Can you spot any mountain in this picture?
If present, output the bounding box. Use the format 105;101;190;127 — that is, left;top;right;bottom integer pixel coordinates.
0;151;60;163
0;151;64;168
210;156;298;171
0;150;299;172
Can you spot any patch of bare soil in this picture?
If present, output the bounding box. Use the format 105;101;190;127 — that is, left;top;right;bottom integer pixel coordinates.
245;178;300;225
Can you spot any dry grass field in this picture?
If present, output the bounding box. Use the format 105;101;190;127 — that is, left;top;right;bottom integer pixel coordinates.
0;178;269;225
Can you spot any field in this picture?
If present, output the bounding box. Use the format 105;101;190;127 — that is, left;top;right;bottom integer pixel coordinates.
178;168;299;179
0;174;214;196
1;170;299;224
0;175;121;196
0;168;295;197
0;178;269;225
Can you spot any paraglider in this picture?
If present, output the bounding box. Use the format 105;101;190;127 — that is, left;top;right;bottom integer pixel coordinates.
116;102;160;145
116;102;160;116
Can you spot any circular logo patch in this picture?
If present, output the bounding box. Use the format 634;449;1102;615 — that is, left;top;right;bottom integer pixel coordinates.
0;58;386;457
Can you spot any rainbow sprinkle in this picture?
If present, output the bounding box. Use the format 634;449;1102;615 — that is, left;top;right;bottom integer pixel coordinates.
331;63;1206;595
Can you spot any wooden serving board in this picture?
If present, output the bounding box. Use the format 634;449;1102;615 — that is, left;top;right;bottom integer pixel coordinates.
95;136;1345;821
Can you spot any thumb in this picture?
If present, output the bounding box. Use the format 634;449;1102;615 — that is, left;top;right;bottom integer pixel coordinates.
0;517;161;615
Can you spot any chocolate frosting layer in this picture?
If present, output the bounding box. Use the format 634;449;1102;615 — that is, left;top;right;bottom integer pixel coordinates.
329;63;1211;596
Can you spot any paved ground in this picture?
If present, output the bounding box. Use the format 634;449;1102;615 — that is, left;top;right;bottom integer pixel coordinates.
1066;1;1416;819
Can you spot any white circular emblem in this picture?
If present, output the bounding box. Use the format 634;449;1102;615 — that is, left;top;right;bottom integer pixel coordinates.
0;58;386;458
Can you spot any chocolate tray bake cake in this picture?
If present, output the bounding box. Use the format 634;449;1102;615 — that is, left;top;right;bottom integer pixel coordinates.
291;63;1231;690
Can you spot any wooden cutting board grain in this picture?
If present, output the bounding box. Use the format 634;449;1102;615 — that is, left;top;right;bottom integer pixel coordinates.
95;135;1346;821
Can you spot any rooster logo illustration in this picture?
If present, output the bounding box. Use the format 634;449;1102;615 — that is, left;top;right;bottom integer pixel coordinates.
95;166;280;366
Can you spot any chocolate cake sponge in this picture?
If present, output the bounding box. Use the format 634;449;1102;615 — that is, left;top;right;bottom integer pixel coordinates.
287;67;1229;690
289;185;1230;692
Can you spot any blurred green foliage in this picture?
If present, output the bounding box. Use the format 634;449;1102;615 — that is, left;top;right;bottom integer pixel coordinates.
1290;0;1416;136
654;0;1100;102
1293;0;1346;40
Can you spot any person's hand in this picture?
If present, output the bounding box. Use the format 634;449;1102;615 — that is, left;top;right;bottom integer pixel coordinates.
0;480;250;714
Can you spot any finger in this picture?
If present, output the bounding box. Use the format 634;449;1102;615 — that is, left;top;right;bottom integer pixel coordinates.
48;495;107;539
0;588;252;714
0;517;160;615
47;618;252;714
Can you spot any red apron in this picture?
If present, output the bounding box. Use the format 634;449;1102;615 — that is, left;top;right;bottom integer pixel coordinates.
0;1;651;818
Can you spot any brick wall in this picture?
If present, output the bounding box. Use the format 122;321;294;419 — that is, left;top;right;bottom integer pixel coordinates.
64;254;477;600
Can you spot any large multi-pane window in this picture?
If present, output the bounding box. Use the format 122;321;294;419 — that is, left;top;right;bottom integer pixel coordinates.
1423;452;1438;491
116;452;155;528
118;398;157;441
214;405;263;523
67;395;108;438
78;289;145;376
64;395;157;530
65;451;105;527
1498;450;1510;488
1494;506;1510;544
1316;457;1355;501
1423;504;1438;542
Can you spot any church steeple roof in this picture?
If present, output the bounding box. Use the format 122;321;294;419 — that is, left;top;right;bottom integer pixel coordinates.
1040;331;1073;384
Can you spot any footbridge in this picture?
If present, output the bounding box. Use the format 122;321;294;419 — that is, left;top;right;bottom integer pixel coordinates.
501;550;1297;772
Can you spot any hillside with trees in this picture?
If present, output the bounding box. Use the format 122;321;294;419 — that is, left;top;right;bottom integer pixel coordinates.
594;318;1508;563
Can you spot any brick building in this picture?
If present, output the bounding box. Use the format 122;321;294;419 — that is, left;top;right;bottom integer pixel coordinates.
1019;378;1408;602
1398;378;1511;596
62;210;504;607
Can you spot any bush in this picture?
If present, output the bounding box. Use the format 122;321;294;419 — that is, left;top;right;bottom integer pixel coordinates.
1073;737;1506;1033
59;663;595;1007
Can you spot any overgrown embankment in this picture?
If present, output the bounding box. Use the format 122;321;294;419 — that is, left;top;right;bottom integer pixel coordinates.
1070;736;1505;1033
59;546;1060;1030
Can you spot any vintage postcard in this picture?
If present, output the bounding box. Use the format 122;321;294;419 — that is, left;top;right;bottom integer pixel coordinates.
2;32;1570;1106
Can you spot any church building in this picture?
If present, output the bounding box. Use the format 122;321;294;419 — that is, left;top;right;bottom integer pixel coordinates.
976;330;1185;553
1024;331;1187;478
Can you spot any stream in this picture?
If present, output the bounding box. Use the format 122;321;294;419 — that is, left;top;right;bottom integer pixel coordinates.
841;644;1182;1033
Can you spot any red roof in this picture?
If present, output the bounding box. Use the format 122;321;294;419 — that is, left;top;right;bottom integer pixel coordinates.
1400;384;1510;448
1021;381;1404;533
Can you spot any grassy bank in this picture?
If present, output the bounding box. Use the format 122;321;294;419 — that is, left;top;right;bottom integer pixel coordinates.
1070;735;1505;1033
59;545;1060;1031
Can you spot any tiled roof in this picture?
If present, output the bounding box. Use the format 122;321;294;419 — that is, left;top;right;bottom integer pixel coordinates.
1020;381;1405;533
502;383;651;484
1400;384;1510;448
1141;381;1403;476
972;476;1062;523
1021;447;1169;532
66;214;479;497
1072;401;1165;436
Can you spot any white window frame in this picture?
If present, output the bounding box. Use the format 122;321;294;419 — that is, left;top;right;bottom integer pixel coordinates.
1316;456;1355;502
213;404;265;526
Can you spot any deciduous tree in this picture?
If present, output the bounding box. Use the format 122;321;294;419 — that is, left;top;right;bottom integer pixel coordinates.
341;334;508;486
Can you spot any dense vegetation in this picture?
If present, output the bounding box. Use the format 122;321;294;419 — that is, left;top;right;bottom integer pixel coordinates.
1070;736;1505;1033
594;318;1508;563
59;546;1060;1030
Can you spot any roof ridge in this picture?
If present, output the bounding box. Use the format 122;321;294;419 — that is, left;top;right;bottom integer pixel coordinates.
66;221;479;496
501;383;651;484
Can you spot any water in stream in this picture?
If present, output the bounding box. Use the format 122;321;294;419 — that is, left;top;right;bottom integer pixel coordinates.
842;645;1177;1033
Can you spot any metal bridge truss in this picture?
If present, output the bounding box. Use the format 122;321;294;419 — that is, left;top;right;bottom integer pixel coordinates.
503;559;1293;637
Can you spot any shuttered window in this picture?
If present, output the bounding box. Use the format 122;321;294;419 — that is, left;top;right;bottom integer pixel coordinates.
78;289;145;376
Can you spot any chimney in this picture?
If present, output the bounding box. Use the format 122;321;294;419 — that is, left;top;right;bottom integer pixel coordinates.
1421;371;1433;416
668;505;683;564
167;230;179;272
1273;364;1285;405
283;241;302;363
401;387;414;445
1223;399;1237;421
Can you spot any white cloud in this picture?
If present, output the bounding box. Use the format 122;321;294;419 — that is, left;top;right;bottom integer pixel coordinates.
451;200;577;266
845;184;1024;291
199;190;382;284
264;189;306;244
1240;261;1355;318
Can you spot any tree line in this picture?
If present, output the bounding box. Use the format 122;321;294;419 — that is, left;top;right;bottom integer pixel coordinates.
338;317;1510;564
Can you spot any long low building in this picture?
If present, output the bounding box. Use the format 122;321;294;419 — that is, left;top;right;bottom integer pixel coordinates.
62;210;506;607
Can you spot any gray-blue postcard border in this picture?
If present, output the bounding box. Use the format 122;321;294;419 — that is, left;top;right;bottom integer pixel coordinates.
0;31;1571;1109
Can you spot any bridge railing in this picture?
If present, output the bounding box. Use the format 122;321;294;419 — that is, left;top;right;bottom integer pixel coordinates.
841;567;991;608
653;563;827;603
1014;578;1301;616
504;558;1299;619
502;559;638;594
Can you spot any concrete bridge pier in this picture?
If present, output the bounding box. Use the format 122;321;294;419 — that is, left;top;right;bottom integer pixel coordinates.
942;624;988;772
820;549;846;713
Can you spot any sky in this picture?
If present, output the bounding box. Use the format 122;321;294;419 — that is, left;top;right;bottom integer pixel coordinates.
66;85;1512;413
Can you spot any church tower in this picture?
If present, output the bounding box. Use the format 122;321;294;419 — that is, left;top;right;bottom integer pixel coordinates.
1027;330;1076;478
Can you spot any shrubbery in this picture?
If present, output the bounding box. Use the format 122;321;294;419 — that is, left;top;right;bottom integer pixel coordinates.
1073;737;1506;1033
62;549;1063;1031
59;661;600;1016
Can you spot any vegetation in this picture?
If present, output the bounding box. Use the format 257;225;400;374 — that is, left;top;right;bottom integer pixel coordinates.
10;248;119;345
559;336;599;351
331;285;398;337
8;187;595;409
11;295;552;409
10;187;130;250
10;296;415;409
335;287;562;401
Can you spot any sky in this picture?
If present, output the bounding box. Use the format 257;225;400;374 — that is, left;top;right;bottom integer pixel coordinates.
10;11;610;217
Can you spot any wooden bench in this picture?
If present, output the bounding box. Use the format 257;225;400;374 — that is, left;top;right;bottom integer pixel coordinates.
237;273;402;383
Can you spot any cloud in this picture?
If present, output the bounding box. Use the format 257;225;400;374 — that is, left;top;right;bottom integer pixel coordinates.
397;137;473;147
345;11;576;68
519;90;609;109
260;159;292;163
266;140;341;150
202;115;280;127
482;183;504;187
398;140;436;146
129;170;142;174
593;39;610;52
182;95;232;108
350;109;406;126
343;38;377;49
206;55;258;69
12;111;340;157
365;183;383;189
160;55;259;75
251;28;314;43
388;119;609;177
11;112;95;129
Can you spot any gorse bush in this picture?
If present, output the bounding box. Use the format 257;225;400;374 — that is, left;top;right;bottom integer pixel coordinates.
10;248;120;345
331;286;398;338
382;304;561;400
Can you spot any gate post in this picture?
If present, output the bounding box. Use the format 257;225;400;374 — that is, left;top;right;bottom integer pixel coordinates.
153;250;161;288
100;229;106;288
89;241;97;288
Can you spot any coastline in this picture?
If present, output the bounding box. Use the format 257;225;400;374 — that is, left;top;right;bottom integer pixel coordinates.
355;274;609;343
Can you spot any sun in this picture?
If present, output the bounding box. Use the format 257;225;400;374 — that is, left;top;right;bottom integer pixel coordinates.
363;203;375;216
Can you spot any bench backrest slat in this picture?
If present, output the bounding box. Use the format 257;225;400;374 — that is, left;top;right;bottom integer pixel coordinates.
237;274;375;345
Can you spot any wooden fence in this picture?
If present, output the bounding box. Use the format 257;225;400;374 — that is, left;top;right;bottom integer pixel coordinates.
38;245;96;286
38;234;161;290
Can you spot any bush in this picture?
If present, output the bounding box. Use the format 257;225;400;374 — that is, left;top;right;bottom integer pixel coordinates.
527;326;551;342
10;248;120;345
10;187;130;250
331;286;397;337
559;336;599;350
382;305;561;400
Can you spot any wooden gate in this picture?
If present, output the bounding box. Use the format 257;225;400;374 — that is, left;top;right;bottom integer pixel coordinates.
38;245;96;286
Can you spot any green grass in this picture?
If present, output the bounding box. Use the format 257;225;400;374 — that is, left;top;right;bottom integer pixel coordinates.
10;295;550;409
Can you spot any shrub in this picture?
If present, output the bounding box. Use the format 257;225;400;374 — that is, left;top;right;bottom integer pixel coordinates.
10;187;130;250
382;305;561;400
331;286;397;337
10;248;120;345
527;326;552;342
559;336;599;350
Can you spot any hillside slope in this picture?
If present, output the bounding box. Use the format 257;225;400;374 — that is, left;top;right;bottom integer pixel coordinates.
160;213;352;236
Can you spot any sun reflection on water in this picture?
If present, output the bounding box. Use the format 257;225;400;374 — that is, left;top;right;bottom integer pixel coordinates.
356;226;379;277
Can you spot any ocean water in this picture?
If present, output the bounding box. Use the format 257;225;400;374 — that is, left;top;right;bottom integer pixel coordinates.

-----

* **What to do**: Look through the entries above; copy each line where the string "bench" appears.

* **Reply to the task**:
Can you spot any wooden bench in this picture?
Can you spot any bench backrest slat in this picture?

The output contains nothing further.